Supplied data below:
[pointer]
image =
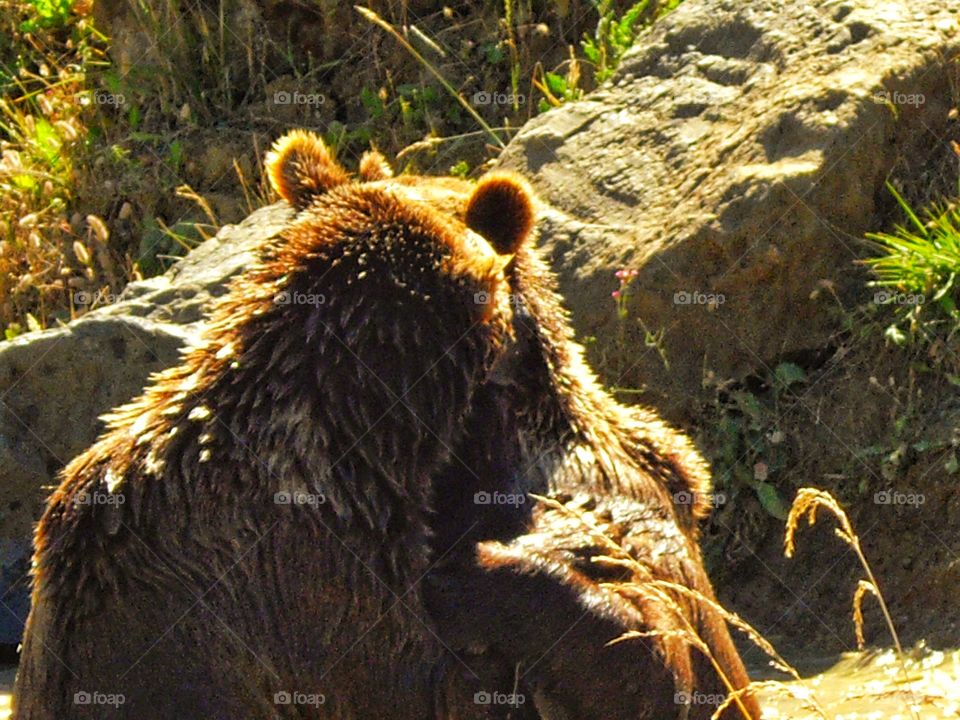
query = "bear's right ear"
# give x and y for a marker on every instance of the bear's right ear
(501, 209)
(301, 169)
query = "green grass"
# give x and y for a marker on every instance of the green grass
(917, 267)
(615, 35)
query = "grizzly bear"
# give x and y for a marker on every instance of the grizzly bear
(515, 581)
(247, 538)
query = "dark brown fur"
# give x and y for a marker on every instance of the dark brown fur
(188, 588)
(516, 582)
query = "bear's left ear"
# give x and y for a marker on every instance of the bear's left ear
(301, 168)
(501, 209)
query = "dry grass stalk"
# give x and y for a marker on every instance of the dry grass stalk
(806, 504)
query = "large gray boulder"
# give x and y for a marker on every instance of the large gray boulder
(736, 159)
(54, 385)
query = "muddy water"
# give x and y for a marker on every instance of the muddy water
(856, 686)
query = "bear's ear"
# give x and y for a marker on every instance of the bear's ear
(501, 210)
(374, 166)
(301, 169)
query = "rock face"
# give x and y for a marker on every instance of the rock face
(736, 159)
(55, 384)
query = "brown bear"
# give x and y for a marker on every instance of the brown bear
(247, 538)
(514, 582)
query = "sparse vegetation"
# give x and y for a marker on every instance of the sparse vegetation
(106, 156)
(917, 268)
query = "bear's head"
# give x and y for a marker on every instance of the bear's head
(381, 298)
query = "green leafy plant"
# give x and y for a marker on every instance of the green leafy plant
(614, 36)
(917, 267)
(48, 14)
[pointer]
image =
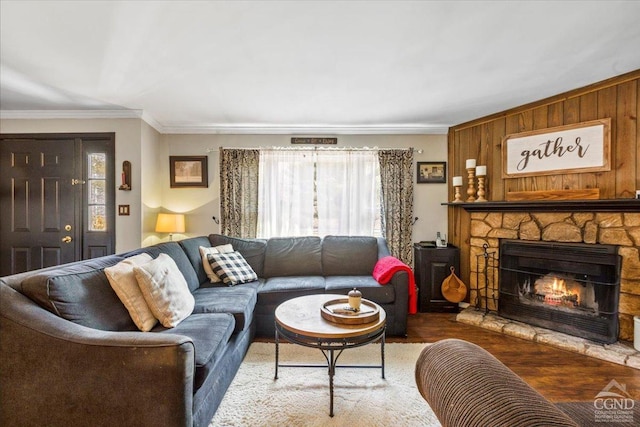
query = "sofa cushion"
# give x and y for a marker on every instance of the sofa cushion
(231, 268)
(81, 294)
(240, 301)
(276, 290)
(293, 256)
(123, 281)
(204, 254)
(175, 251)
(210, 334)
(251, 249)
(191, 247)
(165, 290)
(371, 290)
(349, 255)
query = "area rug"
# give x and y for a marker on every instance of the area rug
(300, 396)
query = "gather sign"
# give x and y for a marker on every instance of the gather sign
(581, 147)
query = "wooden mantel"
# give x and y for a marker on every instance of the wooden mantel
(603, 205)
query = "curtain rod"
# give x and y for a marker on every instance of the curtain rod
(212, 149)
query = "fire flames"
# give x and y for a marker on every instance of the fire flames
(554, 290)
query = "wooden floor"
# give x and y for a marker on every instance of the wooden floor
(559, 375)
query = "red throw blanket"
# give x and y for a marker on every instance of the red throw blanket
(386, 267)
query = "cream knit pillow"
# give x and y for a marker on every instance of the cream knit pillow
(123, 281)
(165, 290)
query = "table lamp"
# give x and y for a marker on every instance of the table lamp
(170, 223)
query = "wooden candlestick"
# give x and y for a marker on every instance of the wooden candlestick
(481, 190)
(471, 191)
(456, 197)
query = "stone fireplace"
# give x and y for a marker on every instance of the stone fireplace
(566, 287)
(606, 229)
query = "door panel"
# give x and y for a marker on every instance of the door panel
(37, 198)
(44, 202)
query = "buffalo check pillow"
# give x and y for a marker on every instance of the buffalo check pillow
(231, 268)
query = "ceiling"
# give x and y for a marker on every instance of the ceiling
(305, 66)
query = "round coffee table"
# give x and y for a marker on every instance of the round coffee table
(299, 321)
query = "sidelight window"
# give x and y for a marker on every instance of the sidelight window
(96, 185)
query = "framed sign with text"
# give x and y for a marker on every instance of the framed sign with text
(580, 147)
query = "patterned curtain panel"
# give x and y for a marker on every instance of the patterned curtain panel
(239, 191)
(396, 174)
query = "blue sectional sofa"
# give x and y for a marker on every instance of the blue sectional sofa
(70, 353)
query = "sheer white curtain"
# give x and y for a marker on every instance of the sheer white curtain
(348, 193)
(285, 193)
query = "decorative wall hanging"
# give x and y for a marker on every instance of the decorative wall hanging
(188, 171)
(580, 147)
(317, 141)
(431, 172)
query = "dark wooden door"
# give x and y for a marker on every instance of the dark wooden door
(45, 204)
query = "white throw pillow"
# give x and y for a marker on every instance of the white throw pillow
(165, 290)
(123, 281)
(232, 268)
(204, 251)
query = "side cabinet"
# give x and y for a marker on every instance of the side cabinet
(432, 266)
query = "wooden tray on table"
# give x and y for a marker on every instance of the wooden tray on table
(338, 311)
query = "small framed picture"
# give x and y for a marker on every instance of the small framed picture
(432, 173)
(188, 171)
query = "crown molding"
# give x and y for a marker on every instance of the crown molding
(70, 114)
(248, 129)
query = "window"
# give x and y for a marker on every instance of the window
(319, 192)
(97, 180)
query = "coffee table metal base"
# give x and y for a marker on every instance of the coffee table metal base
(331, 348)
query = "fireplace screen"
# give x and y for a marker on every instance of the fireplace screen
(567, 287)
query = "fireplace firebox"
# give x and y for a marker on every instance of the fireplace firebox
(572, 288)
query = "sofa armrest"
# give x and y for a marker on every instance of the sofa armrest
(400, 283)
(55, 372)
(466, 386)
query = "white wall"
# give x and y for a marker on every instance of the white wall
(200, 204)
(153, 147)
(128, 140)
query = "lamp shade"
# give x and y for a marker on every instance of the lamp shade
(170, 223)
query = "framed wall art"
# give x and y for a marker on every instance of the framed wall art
End of Supplied data.
## [Try it]
Everything in the entries above should be returned exactly, apart from the pictures.

## [Response to this task]
[pointer]
image =
query = "bear's right ear"
# give x and y for a marker on every instance of the bear's right ear
(501, 209)
(301, 169)
query = "green grass"
# give x and y for a marker on every instance of the green grass
(917, 267)
(615, 35)
query = "grizzly bear"
# give x and y for a marker on every instance of the grizzly bear
(515, 581)
(247, 538)
query = "dark brown fur"
# give x and y for a marker on every instance of the dark brown fur
(188, 588)
(516, 582)
query = "bear's left ear"
# give x and y for a marker on every instance of the bear's left ear
(301, 168)
(501, 209)
query = "dry grass stalk"
# give x and y for a marker on every instance of the dry grass stalk
(806, 504)
query = "large gray boulder"
# give x and y for a marker on every instance of the large gray boulder
(736, 159)
(54, 385)
query = "muddy water"
# give x and y for a marker on every instance of the muddy water
(856, 686)
query = "bear's ear"
# give x and y for a marker on every instance of the bear's ear
(501, 210)
(374, 166)
(301, 169)
query = "rock face"
# give x and y for a marker on every instance of the rock face
(736, 159)
(55, 384)
query = "brown bear"
# give x and y for a marker on every instance of the brown bear
(247, 538)
(514, 582)
query = "sparse vegetation"
# give x and y for a marker on every instance of the sparse vegetation
(106, 156)
(917, 268)
query = "bear's head"
# give x and y for a marker on every instance of the bear's head
(381, 298)
query = "green leafy plant"
# give x and y for a marker on every instance of the green leafy plant
(614, 36)
(917, 267)
(48, 14)
[pointer]
image =
query = "sofa cushion"
# give x and y for a marker on every instance of the sofa cushion
(231, 268)
(81, 294)
(240, 301)
(276, 290)
(293, 256)
(123, 281)
(204, 254)
(175, 251)
(210, 334)
(251, 249)
(191, 247)
(165, 290)
(371, 290)
(349, 255)
query = "area rug"
# give x and y for a marker on every instance of the area rug
(300, 396)
query = "gather sign"
# give x and y for a marker on every instance of the gather sign
(581, 147)
query = "wooden mantel"
# give x and y for a marker on every instance of the wooden mantel
(603, 205)
query = "curtain rod"
# give x and y for a marker on every instance of the curtain rod
(212, 149)
query = "fire flames"
# give x and y for a marker on every instance of the fire flames
(554, 290)
query = "wooden floor"
# give x and y for a marker on every instance of the wooden floor
(559, 375)
query = "red throw blanket"
# give x and y for a marker on every instance of the red throw blanket
(386, 267)
query = "cream knit pillow"
# give x and y for a marker on every instance of the cream knit pillow
(123, 281)
(165, 290)
query = "table lamp"
# give x and y for a marker on every instance of the table lamp
(170, 223)
query = "wooden candlestick"
# give x and y for a marker on every instance of the wooden candlestick
(481, 190)
(471, 191)
(456, 197)
query = "stone fireplace"
# give x and y for a marker on every instance of the stone fireplace
(566, 287)
(606, 229)
query = "door panel"
# give x and y for a marker on every instance of the door panel
(37, 198)
(44, 202)
query = "buffalo check pillow"
# give x and y for a marker on every instance of the buffalo check pillow
(231, 268)
query = "ceiling"
# give x and y for a marker on every instance of the ceiling
(305, 66)
query = "round coffee table"
# give x and y for a marker on every instance of the round coffee table
(299, 321)
query = "sidelight window"
# give x and y for a marker on every instance of the sidelight window
(96, 185)
query = "framed sign with text"
# give x and y for a marker on every instance of the framed sign with text
(580, 147)
query = "patterned curtain panel"
# give x and y for a marker on every instance of the patterned curtain panel
(239, 191)
(396, 174)
query = "blue sectional sofa"
# give x and y for a marker on every instance of the blue sectional sofa
(70, 353)
query = "sheer white curtain"
# give x and y for a marker on every instance of the sheer white curtain
(348, 193)
(285, 193)
query = "decorative wall hanging"
# give x and y for a marker on every instance of the decorative wall hanging
(188, 171)
(580, 147)
(317, 141)
(431, 172)
query = "dark wooden door"
# give x and y for a marker on every instance of the dark wooden door
(45, 204)
query = "white throw pillow"
# give x and y for a marker on every instance of the white throw pillow
(165, 290)
(123, 281)
(232, 268)
(204, 251)
query = "side cabinet"
# give x and y for a marker on every instance of the side cabinet
(432, 266)
query = "wooden tray on table"
# give x and y for a marker on every instance of the wooden tray on table
(338, 311)
query = "small framed picture"
# give x and y for a marker on every instance of the small framed picture
(432, 173)
(188, 171)
query = "crown molding"
# give x and y for a marker on every instance of the crown molding
(70, 114)
(248, 129)
query = "window"
# give x and y for a marker on every instance of the window
(319, 192)
(97, 180)
query = "coffee table metal base"
# give x and y for a marker on every instance of the coffee table metal base
(331, 348)
query = "fireplace screen"
# give x and y for a marker on every instance of the fireplace screen
(567, 287)
query = "fireplace firebox"
# give x and y for a marker on every instance of the fireplace firebox
(572, 288)
query = "sofa armrest"
# give x and y for a marker on every instance of the sofa armrest
(400, 283)
(55, 372)
(466, 386)
query = "white wall"
# give x and y for a marker on every instance of the white wall
(200, 204)
(153, 147)
(128, 140)
query = "lamp shade"
# give x and y for a marker on every instance of the lamp shade
(170, 223)
query = "framed wall art"
# give x and y for a marker on every instance of the framed wall art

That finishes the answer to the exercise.